THE TASK – Display each line of the data below that contains the word "dark" and copy every such line in full.

RAW DATA –
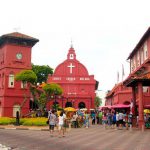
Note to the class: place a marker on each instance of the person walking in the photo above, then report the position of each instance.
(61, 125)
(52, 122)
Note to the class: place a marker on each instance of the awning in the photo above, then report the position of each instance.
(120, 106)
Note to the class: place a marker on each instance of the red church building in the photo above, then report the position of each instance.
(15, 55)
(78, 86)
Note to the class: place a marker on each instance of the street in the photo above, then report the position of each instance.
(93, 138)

==

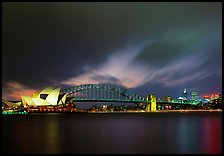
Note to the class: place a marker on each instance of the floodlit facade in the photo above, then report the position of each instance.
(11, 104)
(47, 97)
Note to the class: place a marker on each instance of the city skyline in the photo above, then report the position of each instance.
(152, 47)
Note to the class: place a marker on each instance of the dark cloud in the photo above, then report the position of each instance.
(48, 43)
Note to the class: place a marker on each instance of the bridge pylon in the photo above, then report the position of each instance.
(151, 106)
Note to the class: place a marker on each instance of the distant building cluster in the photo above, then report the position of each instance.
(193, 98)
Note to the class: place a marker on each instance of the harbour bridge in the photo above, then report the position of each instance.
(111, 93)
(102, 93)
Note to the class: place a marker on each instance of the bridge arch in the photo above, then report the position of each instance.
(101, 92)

---

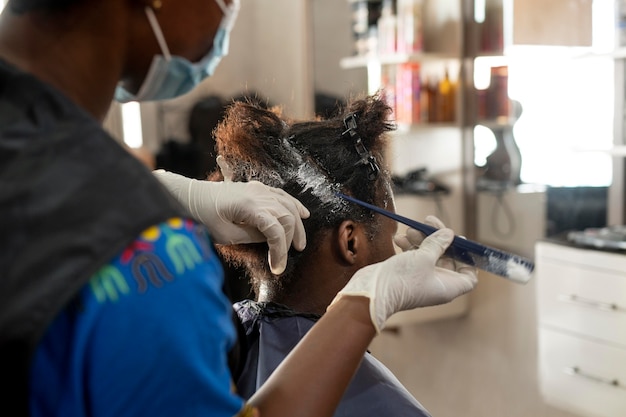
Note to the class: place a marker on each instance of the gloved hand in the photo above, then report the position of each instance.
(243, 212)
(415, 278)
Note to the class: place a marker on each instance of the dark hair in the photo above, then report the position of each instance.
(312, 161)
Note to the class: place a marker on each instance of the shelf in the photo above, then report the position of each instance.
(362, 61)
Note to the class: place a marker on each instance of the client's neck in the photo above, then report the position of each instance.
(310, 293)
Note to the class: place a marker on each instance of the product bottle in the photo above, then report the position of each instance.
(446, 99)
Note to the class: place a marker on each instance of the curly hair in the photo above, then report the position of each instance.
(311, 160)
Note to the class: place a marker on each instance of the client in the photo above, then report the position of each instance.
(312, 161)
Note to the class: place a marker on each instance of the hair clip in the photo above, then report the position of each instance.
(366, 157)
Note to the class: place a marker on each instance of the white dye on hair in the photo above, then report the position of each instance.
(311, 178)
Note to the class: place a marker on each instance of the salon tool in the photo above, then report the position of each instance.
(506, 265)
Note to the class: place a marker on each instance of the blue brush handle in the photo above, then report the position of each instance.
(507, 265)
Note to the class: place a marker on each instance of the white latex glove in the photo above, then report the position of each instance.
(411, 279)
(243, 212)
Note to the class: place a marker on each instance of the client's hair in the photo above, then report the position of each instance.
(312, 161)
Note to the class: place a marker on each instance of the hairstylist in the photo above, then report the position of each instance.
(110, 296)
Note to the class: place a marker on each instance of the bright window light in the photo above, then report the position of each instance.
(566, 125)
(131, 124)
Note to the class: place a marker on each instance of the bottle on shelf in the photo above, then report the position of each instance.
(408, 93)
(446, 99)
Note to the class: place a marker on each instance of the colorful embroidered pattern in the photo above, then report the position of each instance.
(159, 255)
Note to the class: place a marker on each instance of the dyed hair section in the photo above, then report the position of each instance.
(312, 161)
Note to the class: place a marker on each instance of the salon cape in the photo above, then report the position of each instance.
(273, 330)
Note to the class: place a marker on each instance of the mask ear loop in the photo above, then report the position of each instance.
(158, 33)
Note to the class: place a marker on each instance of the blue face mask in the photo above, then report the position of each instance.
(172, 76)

RESPONSE FOR THIS EXERCISE –
Note to the class: place a marker on each instance of the dark cloud in the photo above, then report the position of each instance.
Note to the class: place a marker on each instance of the dark hair in the photo above, then report the position of each instance.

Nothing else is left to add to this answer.